Ersetzen Sie in den Daten von der Zeile mit „detection_target: coffee cup lid“ bis einschließlich der Zeile mit „1055,360 -> 1223,475“ den Ausdruck „pink linen shirt“ durch „pink cotton shirt“. Geben Sie nur diese Zeilen wieder und lassen Sie alles Übrige darin unverändert.

> Datensatz
-*-

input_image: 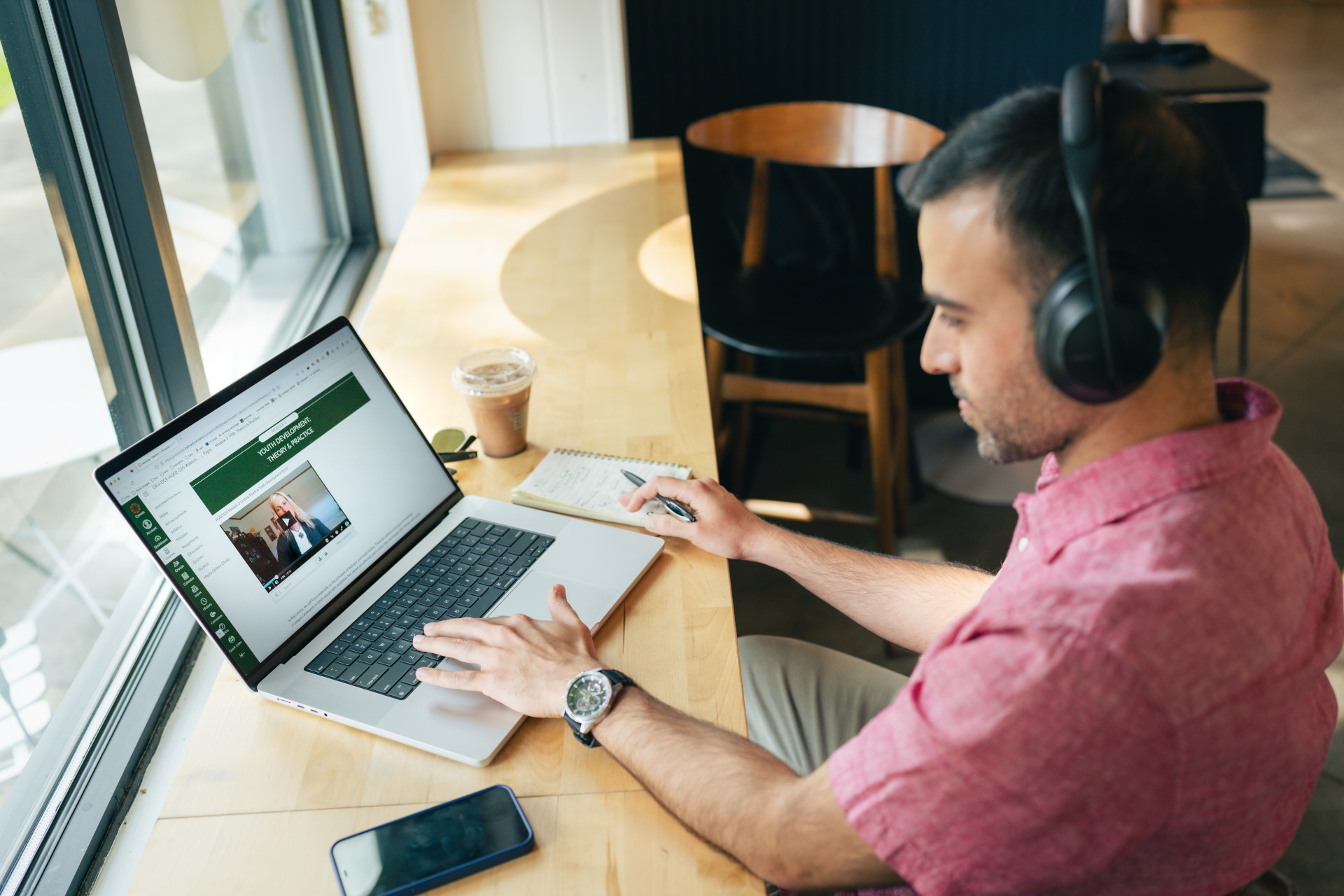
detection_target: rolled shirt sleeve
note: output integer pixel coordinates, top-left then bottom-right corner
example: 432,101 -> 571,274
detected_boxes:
831,620 -> 1177,896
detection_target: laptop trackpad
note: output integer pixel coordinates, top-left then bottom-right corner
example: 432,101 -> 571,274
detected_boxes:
489,570 -> 621,629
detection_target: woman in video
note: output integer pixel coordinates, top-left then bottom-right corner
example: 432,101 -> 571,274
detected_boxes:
270,491 -> 330,567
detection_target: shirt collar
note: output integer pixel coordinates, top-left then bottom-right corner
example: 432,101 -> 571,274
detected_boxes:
1014,380 -> 1284,563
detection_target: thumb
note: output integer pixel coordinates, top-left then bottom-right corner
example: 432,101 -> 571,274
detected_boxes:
546,584 -> 587,629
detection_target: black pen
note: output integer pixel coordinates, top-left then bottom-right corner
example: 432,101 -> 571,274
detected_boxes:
621,470 -> 695,523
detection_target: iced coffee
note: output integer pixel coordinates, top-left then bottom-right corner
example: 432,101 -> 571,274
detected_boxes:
453,348 -> 536,456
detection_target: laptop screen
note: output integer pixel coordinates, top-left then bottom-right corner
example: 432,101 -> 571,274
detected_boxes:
104,326 -> 457,674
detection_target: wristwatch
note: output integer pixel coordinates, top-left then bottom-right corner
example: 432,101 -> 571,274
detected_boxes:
564,669 -> 638,747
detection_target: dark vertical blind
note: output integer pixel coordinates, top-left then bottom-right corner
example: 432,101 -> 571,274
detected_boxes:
625,0 -> 1103,137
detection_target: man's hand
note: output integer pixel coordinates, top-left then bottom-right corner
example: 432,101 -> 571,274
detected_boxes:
617,475 -> 774,560
414,584 -> 601,718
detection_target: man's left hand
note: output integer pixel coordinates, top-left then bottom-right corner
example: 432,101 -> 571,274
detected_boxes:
414,584 -> 601,718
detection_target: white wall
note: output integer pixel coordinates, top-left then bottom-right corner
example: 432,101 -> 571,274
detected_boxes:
410,0 -> 629,153
343,0 -> 428,244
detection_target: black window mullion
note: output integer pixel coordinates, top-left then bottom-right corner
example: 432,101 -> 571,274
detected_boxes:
0,0 -> 153,447
48,0 -> 207,421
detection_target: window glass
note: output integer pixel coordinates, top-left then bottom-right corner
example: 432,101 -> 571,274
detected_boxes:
117,0 -> 348,390
0,43 -> 148,801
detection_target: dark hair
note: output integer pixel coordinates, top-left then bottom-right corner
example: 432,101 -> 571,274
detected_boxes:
907,80 -> 1250,346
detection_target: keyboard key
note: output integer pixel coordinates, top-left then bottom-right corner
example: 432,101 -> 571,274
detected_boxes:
304,650 -> 339,674
345,666 -> 390,688
340,662 -> 368,685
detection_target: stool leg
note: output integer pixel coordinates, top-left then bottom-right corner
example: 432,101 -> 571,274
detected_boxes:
730,351 -> 755,498
890,342 -> 910,535
863,346 -> 897,554
704,336 -> 729,435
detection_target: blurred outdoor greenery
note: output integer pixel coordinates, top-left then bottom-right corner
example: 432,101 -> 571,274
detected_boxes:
0,52 -> 13,108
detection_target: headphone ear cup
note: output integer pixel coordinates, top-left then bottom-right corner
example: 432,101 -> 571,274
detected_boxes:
1036,263 -> 1167,405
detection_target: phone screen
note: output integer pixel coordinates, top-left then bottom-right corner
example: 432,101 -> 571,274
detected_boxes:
332,786 -> 531,896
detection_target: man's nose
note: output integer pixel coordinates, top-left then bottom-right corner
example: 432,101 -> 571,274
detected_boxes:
919,320 -> 961,376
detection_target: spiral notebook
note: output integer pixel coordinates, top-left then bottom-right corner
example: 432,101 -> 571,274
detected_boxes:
510,449 -> 691,526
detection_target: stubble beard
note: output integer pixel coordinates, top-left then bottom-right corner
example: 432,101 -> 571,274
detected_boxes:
954,388 -> 1070,463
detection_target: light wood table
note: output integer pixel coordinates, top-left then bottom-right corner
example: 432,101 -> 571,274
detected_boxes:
132,140 -> 762,896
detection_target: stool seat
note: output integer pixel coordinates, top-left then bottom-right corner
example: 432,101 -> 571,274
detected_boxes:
700,265 -> 930,358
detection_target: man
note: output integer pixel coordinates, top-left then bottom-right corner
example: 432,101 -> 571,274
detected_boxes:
416,83 -> 1344,896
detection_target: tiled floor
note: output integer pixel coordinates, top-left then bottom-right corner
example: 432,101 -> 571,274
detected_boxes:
732,4 -> 1344,896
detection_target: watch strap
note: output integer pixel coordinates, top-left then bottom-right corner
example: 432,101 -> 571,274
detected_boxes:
564,669 -> 638,748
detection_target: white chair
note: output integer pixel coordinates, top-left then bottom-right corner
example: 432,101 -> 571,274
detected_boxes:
0,620 -> 51,782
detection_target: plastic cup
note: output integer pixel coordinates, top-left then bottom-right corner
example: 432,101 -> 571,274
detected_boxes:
453,348 -> 536,456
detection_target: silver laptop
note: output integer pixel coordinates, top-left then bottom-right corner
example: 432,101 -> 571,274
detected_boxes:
94,318 -> 663,766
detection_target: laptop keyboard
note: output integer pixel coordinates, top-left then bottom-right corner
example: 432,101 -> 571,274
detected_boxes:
304,519 -> 555,700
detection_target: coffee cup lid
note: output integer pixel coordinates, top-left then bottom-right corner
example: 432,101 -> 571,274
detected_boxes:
453,348 -> 536,395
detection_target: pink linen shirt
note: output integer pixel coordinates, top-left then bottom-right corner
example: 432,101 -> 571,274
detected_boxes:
831,380 -> 1344,896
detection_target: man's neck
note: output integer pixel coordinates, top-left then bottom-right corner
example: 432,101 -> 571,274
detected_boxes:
1055,360 -> 1223,475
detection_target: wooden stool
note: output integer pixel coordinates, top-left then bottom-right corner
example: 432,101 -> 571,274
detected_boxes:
685,102 -> 942,554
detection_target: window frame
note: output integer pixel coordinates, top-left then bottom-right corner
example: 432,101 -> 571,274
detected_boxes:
0,0 -> 379,896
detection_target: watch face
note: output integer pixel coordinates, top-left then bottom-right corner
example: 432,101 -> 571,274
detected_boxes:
564,673 -> 612,719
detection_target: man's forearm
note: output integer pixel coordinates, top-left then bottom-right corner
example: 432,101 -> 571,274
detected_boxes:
748,526 -> 995,653
594,688 -> 899,889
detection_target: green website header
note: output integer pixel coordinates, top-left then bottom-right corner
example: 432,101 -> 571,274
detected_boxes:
191,373 -> 368,513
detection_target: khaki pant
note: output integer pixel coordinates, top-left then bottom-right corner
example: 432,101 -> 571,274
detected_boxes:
738,634 -> 909,775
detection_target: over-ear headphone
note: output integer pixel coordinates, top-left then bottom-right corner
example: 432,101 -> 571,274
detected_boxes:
1036,62 -> 1167,405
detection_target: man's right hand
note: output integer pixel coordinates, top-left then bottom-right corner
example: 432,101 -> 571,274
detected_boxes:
620,475 -> 774,560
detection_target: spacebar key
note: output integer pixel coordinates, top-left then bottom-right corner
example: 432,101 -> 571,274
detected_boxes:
466,589 -> 504,620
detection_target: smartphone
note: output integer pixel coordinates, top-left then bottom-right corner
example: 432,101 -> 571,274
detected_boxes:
332,785 -> 535,896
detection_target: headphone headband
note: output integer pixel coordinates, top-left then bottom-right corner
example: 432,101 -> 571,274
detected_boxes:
1059,60 -> 1119,386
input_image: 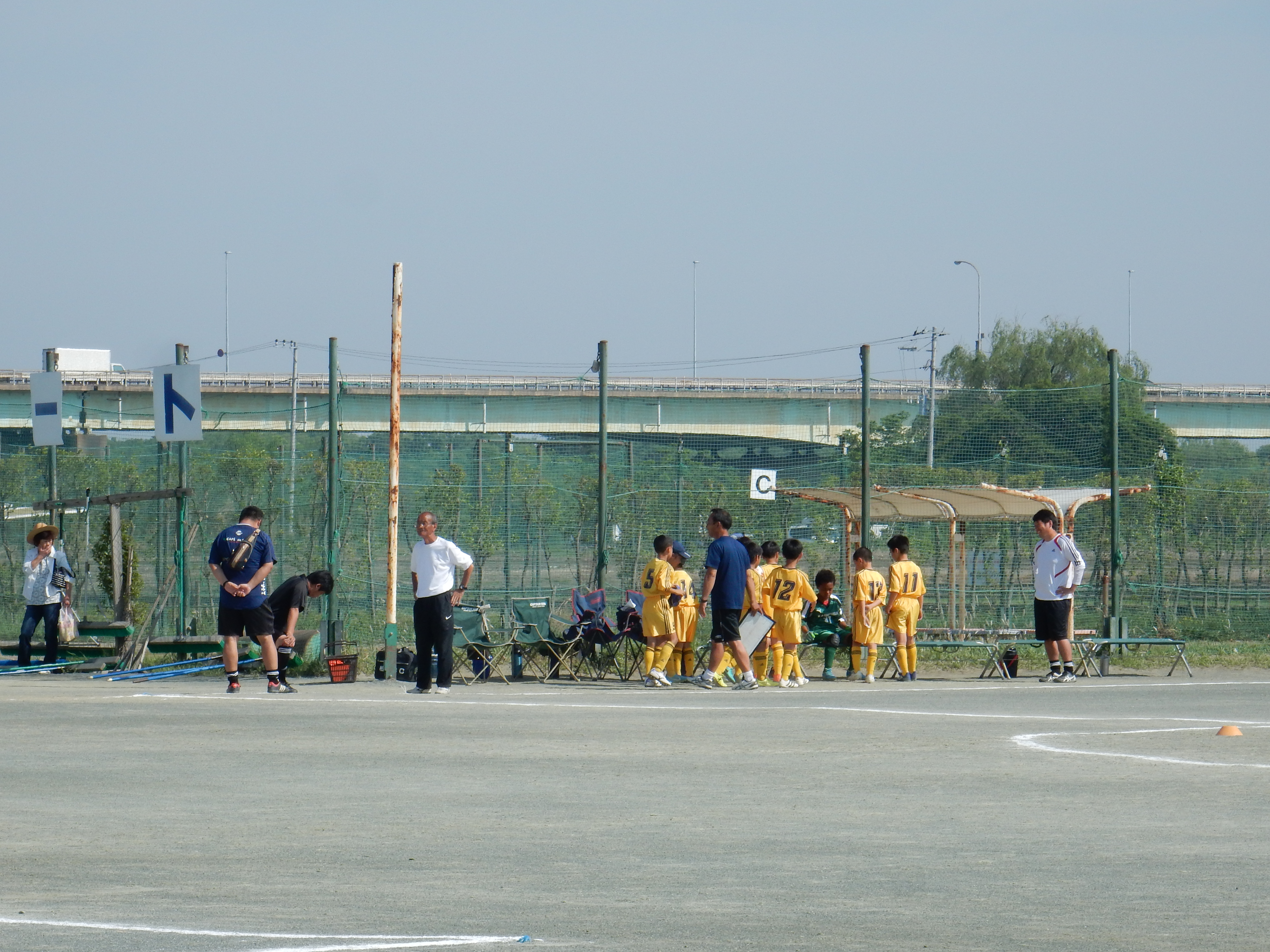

-*-

> Lösung der Aufgabe
detection_target: coffee cup lid
note: output integer pixel coordinates, top-left then bottom-right corner
example: 432,101 -> 571,274
detected_boxes:
453,348 -> 536,395
detection_target: pink cotton shirt
note: output integer pixel coordinates, top-left then bottom-right corner
example: 432,101 -> 571,274
detected_boxes:
831,380 -> 1344,896
detection_target: man's neck
note: output integer pixel coordinates, top-left then bottom-right corner
example: 432,101 -> 571,274
detected_boxes:
1055,360 -> 1223,475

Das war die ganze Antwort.